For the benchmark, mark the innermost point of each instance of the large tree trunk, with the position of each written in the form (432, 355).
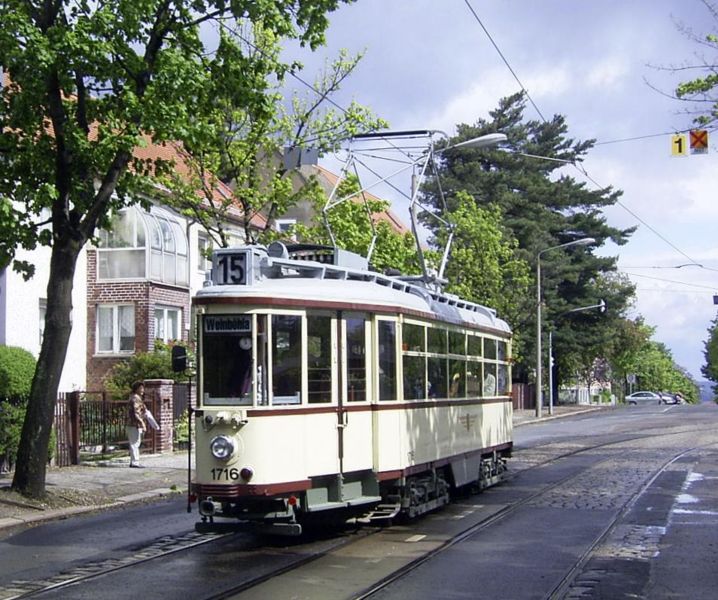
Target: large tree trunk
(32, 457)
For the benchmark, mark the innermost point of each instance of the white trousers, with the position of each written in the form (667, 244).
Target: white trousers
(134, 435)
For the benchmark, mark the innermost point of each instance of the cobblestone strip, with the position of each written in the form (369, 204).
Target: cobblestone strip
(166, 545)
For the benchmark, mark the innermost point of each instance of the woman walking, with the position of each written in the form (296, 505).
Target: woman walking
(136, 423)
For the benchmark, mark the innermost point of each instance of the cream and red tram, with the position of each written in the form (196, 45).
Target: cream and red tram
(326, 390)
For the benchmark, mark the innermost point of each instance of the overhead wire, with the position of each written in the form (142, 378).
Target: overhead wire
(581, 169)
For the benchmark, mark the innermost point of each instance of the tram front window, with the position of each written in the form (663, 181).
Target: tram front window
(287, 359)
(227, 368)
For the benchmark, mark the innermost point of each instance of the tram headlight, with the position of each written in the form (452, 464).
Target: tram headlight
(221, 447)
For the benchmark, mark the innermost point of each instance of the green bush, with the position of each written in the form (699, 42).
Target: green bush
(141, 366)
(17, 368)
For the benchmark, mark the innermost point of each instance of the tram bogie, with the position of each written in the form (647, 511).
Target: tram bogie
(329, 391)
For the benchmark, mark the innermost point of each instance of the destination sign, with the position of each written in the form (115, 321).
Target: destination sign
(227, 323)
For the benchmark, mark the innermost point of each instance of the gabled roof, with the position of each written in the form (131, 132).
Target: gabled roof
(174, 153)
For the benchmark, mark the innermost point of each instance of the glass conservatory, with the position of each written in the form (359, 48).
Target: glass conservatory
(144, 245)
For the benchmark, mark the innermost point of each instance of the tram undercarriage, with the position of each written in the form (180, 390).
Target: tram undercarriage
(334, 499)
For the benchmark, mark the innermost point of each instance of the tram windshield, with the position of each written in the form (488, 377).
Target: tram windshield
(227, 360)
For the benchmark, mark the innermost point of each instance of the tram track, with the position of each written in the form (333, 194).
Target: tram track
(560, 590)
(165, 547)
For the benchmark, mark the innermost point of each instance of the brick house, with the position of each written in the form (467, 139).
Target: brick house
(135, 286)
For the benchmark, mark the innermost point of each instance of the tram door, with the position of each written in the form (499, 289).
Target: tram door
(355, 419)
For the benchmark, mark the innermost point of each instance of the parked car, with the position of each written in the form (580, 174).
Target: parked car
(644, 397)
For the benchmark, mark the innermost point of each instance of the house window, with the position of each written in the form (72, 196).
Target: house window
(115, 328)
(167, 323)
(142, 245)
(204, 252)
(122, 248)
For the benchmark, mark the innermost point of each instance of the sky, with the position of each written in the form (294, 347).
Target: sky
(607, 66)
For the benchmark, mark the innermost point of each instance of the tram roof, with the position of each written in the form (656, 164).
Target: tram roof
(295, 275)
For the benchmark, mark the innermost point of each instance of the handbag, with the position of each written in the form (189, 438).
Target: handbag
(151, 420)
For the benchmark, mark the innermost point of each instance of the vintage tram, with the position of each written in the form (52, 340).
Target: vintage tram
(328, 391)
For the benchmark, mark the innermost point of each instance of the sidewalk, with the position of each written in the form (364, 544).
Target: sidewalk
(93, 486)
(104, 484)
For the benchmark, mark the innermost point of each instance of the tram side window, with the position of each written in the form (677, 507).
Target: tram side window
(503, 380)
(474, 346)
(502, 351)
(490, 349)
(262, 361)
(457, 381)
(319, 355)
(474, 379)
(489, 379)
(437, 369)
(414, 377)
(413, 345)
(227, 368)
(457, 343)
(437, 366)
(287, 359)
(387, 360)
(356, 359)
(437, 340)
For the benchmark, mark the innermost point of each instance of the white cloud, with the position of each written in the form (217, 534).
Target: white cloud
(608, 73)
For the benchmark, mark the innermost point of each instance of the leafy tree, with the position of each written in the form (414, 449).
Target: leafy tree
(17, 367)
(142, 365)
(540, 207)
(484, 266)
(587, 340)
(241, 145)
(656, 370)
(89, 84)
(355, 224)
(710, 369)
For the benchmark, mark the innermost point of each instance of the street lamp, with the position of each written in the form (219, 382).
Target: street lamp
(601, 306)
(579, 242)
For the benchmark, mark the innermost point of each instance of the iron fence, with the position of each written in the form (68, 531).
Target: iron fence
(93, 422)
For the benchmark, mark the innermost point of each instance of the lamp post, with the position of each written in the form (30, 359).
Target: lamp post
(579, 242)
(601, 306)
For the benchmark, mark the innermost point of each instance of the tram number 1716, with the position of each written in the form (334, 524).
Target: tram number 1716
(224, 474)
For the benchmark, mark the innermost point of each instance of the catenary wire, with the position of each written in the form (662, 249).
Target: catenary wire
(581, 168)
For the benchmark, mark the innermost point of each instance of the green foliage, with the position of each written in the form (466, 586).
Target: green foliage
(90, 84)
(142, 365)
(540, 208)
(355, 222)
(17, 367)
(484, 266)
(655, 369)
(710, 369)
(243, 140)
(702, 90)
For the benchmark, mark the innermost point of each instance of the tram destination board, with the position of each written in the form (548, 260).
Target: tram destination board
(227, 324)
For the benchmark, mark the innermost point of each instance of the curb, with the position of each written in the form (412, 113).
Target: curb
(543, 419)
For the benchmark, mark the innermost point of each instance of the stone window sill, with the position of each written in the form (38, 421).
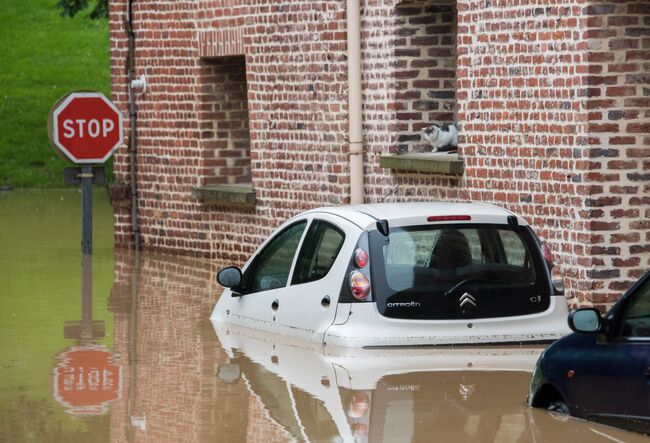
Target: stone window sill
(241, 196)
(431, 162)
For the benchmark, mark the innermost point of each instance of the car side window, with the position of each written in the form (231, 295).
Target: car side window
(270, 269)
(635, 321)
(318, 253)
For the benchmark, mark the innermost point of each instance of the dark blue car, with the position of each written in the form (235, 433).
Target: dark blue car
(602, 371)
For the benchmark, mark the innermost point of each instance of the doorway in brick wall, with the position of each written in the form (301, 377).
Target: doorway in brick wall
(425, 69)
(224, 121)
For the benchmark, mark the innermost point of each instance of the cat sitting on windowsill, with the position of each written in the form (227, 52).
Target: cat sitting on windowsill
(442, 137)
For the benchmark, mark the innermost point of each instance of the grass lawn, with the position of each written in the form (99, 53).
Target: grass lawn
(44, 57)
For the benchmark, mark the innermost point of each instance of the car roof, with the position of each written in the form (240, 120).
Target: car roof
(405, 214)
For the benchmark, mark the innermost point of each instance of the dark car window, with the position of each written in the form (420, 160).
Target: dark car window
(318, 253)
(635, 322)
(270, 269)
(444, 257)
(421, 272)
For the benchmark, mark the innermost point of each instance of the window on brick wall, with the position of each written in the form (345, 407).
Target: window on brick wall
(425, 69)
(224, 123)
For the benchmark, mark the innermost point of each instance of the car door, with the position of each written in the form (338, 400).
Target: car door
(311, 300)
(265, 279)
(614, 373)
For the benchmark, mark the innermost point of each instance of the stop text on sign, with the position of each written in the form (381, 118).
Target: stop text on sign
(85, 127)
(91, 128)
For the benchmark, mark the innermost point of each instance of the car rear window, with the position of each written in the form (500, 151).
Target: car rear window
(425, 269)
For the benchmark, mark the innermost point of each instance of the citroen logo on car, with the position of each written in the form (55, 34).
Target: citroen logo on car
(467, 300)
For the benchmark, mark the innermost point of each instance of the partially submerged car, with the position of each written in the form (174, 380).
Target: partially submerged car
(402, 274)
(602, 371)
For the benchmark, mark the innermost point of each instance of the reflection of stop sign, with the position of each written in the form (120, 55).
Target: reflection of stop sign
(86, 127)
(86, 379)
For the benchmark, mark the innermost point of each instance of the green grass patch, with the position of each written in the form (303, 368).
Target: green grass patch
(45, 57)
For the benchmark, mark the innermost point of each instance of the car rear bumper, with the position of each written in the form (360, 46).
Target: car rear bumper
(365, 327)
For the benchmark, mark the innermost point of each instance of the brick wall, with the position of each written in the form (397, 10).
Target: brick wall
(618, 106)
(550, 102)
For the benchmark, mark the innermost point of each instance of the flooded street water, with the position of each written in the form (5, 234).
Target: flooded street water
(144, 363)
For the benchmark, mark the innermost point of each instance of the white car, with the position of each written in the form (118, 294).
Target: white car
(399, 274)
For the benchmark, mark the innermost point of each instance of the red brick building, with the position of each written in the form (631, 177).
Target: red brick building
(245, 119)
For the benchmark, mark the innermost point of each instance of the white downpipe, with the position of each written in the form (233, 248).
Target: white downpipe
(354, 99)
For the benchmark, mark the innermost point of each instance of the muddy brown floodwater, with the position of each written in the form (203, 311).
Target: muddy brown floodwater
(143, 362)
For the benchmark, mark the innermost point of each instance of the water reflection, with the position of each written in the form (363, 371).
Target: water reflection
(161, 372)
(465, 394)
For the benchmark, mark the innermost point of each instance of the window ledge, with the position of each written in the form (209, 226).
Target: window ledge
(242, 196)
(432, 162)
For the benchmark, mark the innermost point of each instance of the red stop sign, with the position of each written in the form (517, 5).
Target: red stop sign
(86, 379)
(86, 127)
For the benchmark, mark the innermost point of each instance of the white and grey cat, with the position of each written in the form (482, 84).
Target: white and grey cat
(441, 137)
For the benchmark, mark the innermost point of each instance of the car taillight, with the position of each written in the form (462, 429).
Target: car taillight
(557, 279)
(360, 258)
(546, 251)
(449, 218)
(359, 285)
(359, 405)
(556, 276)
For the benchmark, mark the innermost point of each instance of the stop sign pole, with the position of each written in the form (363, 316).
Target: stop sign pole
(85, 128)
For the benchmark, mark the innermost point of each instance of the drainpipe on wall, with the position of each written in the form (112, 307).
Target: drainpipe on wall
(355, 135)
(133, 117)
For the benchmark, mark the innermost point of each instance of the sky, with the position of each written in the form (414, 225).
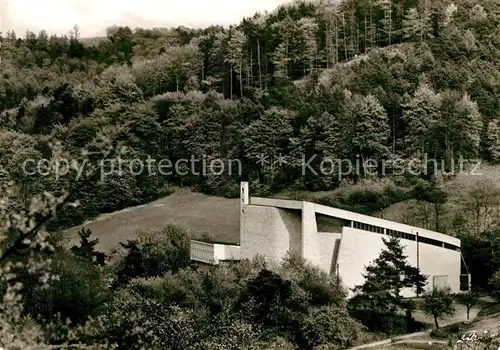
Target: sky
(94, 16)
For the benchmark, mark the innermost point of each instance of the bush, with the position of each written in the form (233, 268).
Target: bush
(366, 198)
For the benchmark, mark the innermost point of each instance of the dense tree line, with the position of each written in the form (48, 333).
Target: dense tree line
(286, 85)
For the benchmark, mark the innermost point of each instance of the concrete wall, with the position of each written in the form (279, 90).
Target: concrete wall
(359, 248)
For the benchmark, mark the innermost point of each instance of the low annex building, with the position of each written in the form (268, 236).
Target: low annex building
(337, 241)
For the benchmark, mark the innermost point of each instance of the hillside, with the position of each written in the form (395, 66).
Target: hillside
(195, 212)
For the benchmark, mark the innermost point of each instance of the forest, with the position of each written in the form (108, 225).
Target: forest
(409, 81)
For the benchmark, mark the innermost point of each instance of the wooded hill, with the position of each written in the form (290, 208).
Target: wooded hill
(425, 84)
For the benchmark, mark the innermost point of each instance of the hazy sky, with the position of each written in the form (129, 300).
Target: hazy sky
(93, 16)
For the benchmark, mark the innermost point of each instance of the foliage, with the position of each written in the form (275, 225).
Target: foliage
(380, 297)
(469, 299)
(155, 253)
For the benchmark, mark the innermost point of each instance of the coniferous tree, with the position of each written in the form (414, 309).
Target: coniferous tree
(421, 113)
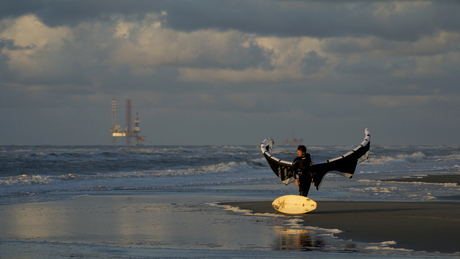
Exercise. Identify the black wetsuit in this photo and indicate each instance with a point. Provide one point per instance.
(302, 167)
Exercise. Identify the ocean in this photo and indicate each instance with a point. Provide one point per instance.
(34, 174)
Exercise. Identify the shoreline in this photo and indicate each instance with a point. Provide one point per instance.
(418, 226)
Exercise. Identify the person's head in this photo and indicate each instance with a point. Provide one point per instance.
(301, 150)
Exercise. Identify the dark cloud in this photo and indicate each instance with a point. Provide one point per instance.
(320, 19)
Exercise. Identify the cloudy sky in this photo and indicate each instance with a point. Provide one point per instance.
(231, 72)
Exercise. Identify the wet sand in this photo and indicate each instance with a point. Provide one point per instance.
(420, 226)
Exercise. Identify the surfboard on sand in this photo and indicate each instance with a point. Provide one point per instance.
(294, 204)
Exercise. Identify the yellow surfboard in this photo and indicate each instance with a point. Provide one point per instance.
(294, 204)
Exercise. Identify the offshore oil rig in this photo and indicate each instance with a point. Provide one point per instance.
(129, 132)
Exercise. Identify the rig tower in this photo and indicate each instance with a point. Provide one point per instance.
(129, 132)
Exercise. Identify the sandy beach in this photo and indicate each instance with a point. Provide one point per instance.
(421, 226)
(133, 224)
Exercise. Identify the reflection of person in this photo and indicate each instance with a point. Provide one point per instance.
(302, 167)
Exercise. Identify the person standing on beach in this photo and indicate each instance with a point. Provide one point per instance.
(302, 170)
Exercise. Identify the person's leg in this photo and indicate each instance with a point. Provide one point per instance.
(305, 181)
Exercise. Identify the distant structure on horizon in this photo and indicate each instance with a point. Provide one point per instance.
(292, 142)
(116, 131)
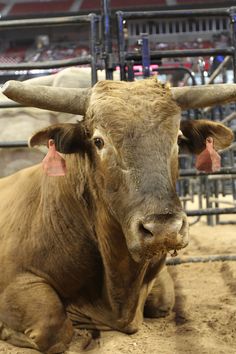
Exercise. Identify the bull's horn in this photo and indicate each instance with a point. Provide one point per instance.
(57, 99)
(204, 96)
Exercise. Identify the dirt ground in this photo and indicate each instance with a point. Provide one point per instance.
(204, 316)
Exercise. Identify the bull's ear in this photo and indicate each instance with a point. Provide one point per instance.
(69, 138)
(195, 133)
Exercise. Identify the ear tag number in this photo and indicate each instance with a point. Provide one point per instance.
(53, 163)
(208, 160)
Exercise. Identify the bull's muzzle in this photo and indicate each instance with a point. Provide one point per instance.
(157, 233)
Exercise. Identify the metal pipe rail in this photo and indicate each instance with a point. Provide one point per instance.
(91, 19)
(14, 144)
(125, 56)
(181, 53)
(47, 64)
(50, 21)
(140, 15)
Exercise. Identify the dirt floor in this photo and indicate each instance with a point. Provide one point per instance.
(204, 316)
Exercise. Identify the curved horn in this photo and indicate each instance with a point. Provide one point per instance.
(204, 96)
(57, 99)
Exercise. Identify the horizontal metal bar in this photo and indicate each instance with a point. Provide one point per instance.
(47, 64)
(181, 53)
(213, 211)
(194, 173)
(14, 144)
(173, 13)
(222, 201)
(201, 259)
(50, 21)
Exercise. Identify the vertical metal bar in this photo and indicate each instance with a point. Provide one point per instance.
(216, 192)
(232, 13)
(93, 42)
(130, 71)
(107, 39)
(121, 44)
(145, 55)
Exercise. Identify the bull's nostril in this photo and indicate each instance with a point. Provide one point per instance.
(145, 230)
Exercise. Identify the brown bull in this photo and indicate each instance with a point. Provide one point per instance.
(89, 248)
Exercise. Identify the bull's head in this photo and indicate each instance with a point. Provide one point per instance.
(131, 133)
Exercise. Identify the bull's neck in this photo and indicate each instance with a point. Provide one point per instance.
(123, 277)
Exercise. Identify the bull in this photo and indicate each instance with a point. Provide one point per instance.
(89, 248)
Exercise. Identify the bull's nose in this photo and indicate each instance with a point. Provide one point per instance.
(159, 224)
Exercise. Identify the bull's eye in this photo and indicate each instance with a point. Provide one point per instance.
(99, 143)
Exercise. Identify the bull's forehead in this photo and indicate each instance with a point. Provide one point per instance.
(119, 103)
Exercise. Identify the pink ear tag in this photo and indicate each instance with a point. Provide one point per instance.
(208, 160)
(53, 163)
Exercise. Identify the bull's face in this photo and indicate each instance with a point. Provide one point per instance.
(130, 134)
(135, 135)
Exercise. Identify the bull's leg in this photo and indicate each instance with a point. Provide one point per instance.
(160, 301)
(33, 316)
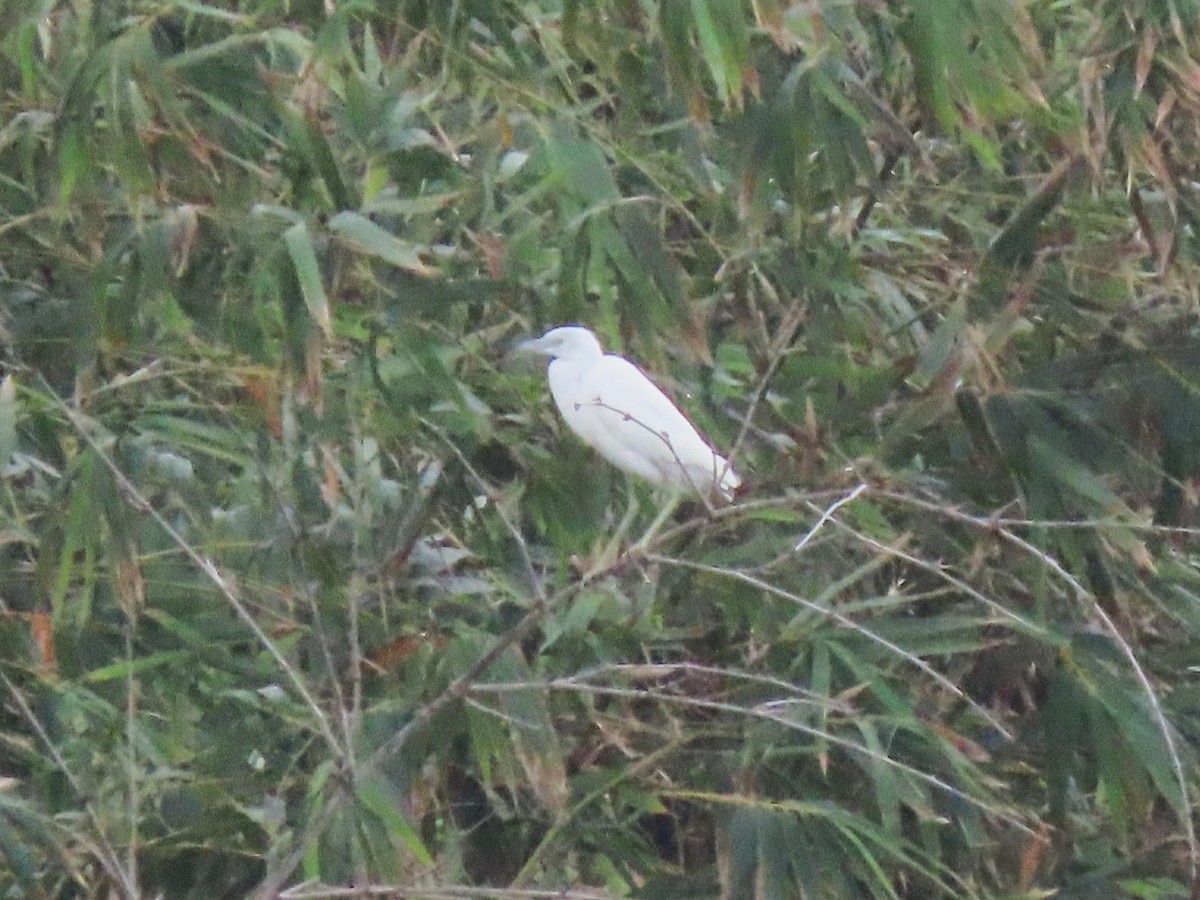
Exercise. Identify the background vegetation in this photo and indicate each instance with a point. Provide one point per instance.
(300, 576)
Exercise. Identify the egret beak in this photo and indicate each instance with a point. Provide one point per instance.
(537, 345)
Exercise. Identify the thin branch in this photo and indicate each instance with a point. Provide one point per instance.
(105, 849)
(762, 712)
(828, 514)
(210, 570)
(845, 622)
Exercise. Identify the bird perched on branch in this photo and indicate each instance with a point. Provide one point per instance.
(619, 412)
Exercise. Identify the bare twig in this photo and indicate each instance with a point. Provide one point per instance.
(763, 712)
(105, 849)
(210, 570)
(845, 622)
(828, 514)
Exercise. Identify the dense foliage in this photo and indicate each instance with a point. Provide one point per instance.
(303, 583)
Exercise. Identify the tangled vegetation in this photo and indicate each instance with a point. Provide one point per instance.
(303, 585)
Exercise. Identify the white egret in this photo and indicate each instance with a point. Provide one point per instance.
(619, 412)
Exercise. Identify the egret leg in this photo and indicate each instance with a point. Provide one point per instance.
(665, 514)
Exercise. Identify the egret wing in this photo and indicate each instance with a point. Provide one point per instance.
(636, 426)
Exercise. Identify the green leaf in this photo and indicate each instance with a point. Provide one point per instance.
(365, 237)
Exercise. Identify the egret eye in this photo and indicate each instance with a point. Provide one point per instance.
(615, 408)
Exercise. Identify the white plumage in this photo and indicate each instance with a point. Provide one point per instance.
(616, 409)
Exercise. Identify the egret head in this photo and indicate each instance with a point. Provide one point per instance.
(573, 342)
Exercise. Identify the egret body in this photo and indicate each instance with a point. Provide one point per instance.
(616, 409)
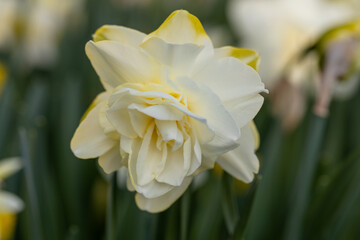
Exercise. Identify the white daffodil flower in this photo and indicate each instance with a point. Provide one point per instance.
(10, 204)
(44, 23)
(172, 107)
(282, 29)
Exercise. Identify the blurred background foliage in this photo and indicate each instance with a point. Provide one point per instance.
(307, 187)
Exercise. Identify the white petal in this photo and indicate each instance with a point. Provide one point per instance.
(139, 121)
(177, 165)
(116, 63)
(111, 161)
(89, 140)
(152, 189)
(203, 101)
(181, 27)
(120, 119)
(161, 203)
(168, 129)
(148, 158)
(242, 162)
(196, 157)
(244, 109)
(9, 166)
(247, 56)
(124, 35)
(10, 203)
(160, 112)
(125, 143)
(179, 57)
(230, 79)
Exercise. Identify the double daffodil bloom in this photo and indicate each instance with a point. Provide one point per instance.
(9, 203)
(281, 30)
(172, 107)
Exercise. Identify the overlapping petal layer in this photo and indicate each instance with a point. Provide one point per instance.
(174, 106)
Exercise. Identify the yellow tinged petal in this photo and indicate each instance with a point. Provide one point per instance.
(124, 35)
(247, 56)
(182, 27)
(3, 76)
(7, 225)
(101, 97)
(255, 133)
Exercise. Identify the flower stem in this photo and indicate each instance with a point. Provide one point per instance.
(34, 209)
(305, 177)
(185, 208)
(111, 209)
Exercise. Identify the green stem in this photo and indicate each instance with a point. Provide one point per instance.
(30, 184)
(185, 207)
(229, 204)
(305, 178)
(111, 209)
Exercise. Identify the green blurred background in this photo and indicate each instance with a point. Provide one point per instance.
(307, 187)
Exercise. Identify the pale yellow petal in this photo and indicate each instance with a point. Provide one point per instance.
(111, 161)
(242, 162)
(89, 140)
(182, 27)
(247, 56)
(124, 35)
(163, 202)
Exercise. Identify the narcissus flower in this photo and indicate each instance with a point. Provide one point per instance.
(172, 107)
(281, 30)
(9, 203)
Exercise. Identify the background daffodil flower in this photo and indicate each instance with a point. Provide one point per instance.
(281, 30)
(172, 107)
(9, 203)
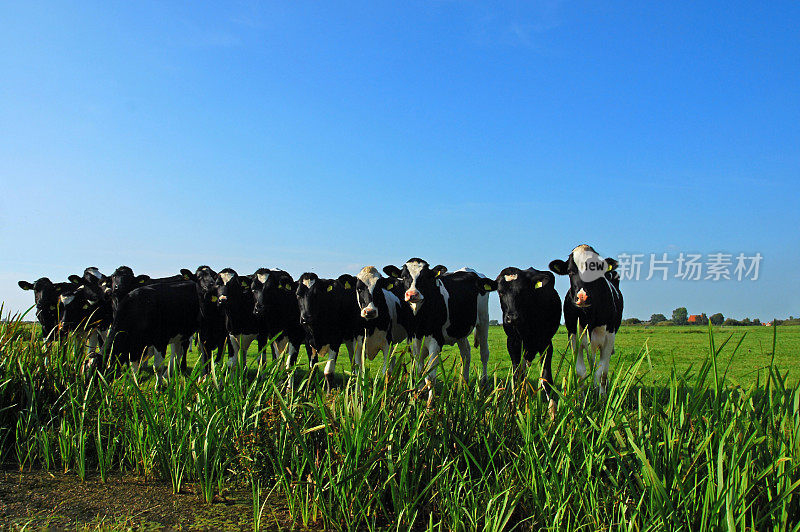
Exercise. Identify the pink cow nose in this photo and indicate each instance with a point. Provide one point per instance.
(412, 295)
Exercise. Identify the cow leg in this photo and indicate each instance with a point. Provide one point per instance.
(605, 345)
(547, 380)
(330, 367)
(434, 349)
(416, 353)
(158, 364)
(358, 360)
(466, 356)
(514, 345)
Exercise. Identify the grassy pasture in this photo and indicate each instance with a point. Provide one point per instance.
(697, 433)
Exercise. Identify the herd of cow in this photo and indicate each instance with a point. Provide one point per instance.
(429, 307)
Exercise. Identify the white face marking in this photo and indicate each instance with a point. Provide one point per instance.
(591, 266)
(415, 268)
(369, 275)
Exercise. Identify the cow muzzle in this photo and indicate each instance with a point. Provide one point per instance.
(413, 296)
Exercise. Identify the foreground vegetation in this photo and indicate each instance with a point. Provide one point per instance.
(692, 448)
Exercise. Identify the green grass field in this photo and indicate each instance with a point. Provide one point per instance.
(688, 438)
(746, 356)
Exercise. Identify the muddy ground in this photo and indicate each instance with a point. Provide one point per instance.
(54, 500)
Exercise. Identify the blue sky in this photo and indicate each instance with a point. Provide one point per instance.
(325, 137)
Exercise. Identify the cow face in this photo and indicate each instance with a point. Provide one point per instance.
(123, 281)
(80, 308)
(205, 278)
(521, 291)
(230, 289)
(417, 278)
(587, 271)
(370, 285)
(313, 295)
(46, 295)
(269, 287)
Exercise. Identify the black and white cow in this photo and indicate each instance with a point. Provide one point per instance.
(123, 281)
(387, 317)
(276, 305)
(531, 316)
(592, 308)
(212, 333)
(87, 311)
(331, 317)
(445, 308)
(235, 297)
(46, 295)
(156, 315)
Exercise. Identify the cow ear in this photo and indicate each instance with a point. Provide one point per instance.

What the task requires – Locate the line that contains "Exercise. Identify the cow face", then please quote it and every line after it to the end of the entries above, exactly and with nothing else.

Final result –
Exercise. Identify the cow face in this photo and indicate each instance with a point. Provide one point per instance.
(123, 281)
(80, 308)
(205, 278)
(521, 291)
(230, 289)
(417, 278)
(587, 271)
(370, 285)
(313, 295)
(46, 295)
(269, 287)
Exercise. Identify the black and white cow in this photo and indicate each instance with a point. Provide one point per instance.
(123, 281)
(387, 317)
(276, 305)
(531, 316)
(592, 308)
(212, 333)
(87, 311)
(331, 317)
(445, 308)
(235, 297)
(46, 295)
(156, 315)
Exercise. Identify the cow ear in this photo and indicate each instance with a point. Provide one point per instance.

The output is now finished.